→ Task instructions
Reproduce exactly the lines below, starting with the line that contains "Does the image above contain any riverbank?" and ending with the last line of the records, both included, and nothing else.

start Material for the task

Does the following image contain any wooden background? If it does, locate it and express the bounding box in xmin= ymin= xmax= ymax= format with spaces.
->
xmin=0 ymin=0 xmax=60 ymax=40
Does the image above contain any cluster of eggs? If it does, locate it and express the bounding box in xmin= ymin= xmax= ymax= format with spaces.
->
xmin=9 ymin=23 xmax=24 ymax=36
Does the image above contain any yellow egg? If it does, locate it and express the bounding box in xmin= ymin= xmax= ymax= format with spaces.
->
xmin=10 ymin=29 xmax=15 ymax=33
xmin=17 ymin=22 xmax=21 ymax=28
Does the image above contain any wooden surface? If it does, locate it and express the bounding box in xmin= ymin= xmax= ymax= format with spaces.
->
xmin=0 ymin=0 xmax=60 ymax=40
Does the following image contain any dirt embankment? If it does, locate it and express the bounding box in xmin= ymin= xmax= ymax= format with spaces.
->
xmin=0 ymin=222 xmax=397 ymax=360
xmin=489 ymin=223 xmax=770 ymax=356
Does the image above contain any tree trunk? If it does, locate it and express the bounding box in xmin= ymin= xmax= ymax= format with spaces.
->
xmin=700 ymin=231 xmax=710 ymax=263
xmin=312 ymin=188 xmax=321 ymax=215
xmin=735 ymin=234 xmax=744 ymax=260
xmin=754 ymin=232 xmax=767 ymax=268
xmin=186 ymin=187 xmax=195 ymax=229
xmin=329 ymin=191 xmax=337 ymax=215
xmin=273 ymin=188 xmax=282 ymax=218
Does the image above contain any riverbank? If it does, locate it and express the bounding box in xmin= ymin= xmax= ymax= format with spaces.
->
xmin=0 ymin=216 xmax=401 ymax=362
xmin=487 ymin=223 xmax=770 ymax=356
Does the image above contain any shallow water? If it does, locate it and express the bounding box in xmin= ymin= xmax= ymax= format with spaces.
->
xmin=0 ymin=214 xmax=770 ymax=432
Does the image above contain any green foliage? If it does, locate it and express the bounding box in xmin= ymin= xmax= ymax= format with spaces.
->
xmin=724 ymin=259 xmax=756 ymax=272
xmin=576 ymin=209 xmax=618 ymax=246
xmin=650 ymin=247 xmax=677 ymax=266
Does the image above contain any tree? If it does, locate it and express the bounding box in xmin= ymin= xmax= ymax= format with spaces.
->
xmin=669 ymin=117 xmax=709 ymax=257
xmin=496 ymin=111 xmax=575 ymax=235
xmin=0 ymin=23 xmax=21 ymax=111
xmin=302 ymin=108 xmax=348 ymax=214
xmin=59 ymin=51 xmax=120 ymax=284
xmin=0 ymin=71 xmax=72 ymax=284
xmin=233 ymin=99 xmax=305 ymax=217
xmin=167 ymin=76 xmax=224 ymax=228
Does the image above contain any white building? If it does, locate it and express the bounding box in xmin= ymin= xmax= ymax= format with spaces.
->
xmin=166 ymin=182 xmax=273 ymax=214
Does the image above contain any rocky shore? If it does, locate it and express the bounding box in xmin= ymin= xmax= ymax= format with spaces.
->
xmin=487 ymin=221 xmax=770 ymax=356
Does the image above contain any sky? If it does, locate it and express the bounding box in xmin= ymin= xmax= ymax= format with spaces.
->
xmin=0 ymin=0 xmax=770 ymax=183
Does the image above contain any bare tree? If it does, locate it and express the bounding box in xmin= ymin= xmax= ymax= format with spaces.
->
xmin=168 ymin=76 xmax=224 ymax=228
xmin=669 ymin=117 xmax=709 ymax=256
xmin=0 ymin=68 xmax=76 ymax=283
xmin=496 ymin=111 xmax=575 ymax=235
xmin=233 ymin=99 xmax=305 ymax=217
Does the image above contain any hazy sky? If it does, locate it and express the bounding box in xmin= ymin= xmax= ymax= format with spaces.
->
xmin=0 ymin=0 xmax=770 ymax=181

end Material for the task

→ The response
Does the image above contain any riverbank? If it does, locate it and express the bounding box in xmin= ymin= xmax= ymax= format with spaces.
->
xmin=0 ymin=216 xmax=401 ymax=362
xmin=487 ymin=223 xmax=770 ymax=356
Does the image above contain any shallow water? If it does, locate it and express the bounding box in xmin= ymin= xmax= ymax= format with spaces.
->
xmin=0 ymin=214 xmax=770 ymax=432
Does the image above contain any green foliage? If it does, locate it and express the bounding box in xmin= ymin= xmax= ymax= format with spaces.
->
xmin=724 ymin=259 xmax=756 ymax=272
xmin=576 ymin=209 xmax=618 ymax=246
xmin=650 ymin=247 xmax=677 ymax=266
Does the image above contain any tree? If it does, locate it and express the bounding box in xmin= ymin= xmax= ymax= format with spaces.
->
xmin=669 ymin=117 xmax=709 ymax=257
xmin=496 ymin=111 xmax=575 ymax=235
xmin=0 ymin=23 xmax=21 ymax=111
xmin=302 ymin=108 xmax=348 ymax=214
xmin=59 ymin=51 xmax=120 ymax=284
xmin=0 ymin=71 xmax=72 ymax=284
xmin=233 ymin=99 xmax=305 ymax=217
xmin=167 ymin=76 xmax=224 ymax=228
Does the image above contain any white building? If it does, locate it and express the bounding box in xmin= ymin= xmax= ymax= format with spaces.
->
xmin=166 ymin=182 xmax=273 ymax=214
Does the image above contain any rocky shore? If it does, locate it and express the bounding box in xmin= ymin= xmax= ymax= format with spaces.
->
xmin=487 ymin=221 xmax=770 ymax=356
Does the image above contain any sky? If it does, locate it and express the bounding box in xmin= ymin= xmax= ymax= format with spaces.
->
xmin=0 ymin=0 xmax=770 ymax=183
Does the image above contain any bare tree? If it does, locate it and express the bounding box in xmin= ymin= xmax= ymax= format with spaces.
->
xmin=168 ymin=76 xmax=224 ymax=228
xmin=669 ymin=117 xmax=709 ymax=256
xmin=0 ymin=68 xmax=76 ymax=283
xmin=496 ymin=111 xmax=575 ymax=235
xmin=233 ymin=99 xmax=305 ymax=217
Does the image above contain any hazy sky? If it does, locate it and express the bounding box in xmin= ymin= xmax= ymax= format with spaces.
->
xmin=0 ymin=0 xmax=770 ymax=181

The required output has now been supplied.